- **Exercise requirements**
[a] In the opinion piece on a possible Xi–Kim summit, what Chinese term is given for Xi's "neighborhood policy"?
[b] Write out the opinion piece on a possible Xi–Kim summit between "First, no major" and "Kim's next move.", inclusive.
[c] Extend the opinion piece arguing that Xi Jinping should meet Kim Jong-un, picking up after its final sentence.

- **Source document**
◇ ◇ ◇ ◇ ◇ ◇ ◇

Xi Jinping's strategic patience of not meeting with Kim Jong-un for the last four years is a double-edged sword. While it gives the appearance of isolating North Korea, it also projects an image of a powerful leader not being able to manage a smaller country in its "backyard," borrowing China's own word. With American strategic patience with North Korea turning out to be negligence of this serious geopolitical affair, the goddess of power politics is now giving room for Xi to have his shot. Xi should grab this chance. And there is good policy logic for Xi to make the move.
First, no major world leader has yet to meet with Kim Jong-un. As a result, we don't have reliable information about him and his intentions, especially at this critical time when he is speeding up nuclear and missile capabilities. We hear about Kim Jong-un from American basketball player Dennis Rodman; we hear about Kim Jong-un from Japanese sushi chef Kenji Fujimoto. We certainly need better intelligence on the dictator. In this regard, Xi should meet with Kim to size him up and find out Kim's next move.
Second, China's concern that the Xi-Kim photo-op would make Washington and Seoul angry is duly acknowledged, but it may be an overstatement, given the current volatile situation on the Korean Peninsula where the war rhetoric is back and the tension is high. The region needs a constructive peace broker. America is suffering from "pre" traumatic stress disorder symptoms of a possible Trump presidency. South Korea is, well, you know, mired in a domestic scandal surrounding President Park Geun-hye. Xi is also preparing for his second term next year sorting out a number of laundry lists, but all signs show that he will have a smoother transition, compared to what South Korea and the U.S. leadership must go through. And it's also good for China to feel solicited to serve as a leader when there is a leadership vacuum.
Third, to be more specific and to earn broader international support for the Xi-Kim summit, Xi can communicate this idea to Washington, Seoul and Tokyo and get their understanding, as well as coordinate the summit – to make it a multilateral agenda. Xi can earn Kim's personal pledge and Kim can either show his willingness to denuclearize or initiate a stopgap and not engage in further nuclear and missile tests. Given the present nefarious situation, that should suffice as a good diplomatic first step that will earn international support. China also gets credit from North Korea as well, as the summit will be seen in North Korea as Kim's official and belated debut in international politics.
Fourth, Xi's move will strengthen his foreign policy portfolio: "neighborhood policy" (zhoubian waijiao). The neighborhood policy is one of Xi's two-pillar foreign policy platforms, the other being the diplomacy toward great powers, especially toward the United States. However, with the ongoing territorial disputes with neighboring countries ― Japan, Vietnam, the Philippines, and even with South Korea recently over the THAAD issue ― Xi has been under increasing criticism, even within China, for not producing good outcomes with China's neighborhood diplomacy. North Korea is also China's neighbor. North Korea is his opportunity.

◇ ◇ ◇ ◇ ◇ ◇ ◇

- **Given data**
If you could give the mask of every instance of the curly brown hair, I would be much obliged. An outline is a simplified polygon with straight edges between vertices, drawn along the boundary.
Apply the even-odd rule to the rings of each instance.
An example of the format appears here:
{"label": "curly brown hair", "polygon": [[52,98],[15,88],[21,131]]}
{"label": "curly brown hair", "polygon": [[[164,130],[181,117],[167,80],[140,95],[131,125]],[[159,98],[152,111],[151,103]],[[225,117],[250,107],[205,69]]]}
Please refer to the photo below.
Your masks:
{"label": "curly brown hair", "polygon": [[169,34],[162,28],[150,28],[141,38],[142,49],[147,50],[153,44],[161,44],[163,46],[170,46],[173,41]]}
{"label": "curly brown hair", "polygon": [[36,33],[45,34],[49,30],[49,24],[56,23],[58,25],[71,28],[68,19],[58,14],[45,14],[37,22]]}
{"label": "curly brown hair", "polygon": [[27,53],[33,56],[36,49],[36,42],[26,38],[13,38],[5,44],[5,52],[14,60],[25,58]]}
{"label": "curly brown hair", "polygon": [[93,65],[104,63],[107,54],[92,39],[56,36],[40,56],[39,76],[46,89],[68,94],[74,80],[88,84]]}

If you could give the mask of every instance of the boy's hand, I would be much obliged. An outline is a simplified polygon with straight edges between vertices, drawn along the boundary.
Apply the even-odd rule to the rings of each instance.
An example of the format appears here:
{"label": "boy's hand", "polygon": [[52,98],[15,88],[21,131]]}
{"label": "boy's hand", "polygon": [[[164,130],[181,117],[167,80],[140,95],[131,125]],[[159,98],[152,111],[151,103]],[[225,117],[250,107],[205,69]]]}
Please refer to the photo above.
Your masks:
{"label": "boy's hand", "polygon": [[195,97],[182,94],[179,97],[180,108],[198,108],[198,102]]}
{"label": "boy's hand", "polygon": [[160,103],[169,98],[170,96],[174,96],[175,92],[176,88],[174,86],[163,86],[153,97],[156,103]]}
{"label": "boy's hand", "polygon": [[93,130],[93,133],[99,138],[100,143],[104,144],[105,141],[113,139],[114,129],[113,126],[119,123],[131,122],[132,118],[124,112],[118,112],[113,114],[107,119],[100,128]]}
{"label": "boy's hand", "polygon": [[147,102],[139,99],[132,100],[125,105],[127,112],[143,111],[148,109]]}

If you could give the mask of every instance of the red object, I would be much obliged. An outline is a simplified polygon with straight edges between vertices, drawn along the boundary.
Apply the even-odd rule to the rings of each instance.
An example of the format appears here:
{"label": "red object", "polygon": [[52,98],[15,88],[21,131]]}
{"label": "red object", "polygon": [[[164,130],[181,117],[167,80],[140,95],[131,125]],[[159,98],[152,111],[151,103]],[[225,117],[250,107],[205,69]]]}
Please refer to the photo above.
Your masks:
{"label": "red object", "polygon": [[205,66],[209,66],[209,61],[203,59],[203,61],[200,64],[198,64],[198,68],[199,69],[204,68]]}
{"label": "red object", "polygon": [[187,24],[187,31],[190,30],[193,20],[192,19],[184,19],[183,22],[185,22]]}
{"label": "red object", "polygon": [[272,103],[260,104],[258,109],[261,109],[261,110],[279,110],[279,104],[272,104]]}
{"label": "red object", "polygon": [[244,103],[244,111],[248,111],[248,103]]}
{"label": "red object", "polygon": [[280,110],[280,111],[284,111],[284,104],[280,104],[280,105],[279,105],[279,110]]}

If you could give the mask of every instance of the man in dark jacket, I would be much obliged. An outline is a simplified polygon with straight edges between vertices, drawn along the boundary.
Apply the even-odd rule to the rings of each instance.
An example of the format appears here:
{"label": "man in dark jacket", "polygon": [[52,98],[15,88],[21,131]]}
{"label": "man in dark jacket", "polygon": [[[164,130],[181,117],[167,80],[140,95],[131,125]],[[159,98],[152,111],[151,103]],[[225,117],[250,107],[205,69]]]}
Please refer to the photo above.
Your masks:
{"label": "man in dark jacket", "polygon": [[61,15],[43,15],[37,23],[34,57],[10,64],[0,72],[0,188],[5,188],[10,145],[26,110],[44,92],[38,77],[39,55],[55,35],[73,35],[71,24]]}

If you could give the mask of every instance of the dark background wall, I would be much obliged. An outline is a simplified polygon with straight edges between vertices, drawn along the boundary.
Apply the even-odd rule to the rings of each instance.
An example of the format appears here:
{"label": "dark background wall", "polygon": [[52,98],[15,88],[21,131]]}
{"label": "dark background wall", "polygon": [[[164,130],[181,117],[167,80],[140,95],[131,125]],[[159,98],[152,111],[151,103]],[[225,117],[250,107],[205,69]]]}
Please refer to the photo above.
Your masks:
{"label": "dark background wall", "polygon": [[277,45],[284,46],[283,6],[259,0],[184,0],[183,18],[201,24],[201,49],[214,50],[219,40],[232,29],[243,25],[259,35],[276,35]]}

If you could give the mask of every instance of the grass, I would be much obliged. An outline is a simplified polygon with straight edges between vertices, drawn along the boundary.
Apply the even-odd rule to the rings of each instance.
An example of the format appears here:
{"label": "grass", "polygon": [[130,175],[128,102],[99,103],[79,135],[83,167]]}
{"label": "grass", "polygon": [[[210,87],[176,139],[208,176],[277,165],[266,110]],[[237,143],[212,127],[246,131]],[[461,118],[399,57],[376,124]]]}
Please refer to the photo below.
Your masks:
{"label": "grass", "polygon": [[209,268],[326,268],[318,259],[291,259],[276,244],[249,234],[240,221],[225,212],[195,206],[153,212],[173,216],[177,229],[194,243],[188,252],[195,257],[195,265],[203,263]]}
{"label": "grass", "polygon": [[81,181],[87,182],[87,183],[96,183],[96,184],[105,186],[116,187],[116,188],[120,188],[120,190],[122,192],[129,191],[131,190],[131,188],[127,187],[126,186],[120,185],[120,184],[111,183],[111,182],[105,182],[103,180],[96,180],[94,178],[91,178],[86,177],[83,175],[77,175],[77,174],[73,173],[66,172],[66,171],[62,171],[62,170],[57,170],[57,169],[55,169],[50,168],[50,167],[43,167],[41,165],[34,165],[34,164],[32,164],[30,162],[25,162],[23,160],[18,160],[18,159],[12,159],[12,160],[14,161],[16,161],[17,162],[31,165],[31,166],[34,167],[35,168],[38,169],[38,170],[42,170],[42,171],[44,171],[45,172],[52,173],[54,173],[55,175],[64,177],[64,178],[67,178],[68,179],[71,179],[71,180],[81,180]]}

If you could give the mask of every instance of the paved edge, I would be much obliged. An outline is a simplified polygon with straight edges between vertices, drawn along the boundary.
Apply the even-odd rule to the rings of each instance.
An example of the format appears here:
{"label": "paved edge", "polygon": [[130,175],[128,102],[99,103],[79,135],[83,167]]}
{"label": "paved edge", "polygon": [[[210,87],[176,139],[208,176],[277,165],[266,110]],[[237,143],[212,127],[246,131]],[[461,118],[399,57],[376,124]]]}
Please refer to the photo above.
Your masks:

◇ ◇ ◇ ◇ ◇ ◇ ◇

- **Answers**
[a] zhoubian waijiao

[b]
First, no major world leader has yet to meet with Kim Jong-un. As a result, we don't have reliable information about him and his intentions, especially at this critical time when he is speeding up nuclear and missile capabilities. We hear about Kim Jong-un from American basketball player Dennis Rodman; we hear about Kim Jong-un from Japanese sushi chef Kenji Fujimoto. We certainly need better intelligence on the dictator. In this regard, Xi should meet with Kim to size him up and find out Kim's next move.

[c]
Xi Jinping has his reasons for his strategic patience with Kim Jong-un, which is different from America's. The American strategic patience was born out of America's not prioritizing the North Korean issue, as it prioritized the Middle East. Xi's is at the more personal level; he doesn't see North Korea's young leader Kim on equal footing with him. Xi, who carries the big power mentality, sees Kim as the leader of a small country who should listen. Xi is 31 years older than Kim. In the Asian cultural canopy, where age and respect go together, Xi is a father figure and the young Kim should show his respect to the elder.
Yet Kim decided not to play the junior role in the duo's relational dynamics. The early attempt by Xi's strategists to influence Kim backfired. China used the form of firm warnings in the days leading up to North Korea's third nuclear test in 2013. The Chinese Foreign Ministry summoned North Korean Ambassador Ji Jae-ryong twice to scrap the test. China's state-run Global Times warned Pyongyang that there would be a "heavy price" if the test went ahead. It also threatened that China would cut off aid.
Kim responded by killing North Korea's most famous pro-China politician: his uncle. Even though the case of Jang Song-thaek, the uncle, was a domestic affair, China sensed there was the Chinese angle Kim may have wanted to send. In fact, China initially underestimated Kim, who was young and inexperienced. It was widely thought that Jang was the real power broker in North Korea. Killing Jang helped Kim sculpt his image as the bona fide leader in North Korea.
Xi and Kim still have the "face issue" of who didn't show respect to whom. Xi appears to be in a position that a summit may be possible only when Kim comes to visit him in Beijing, not the other way around.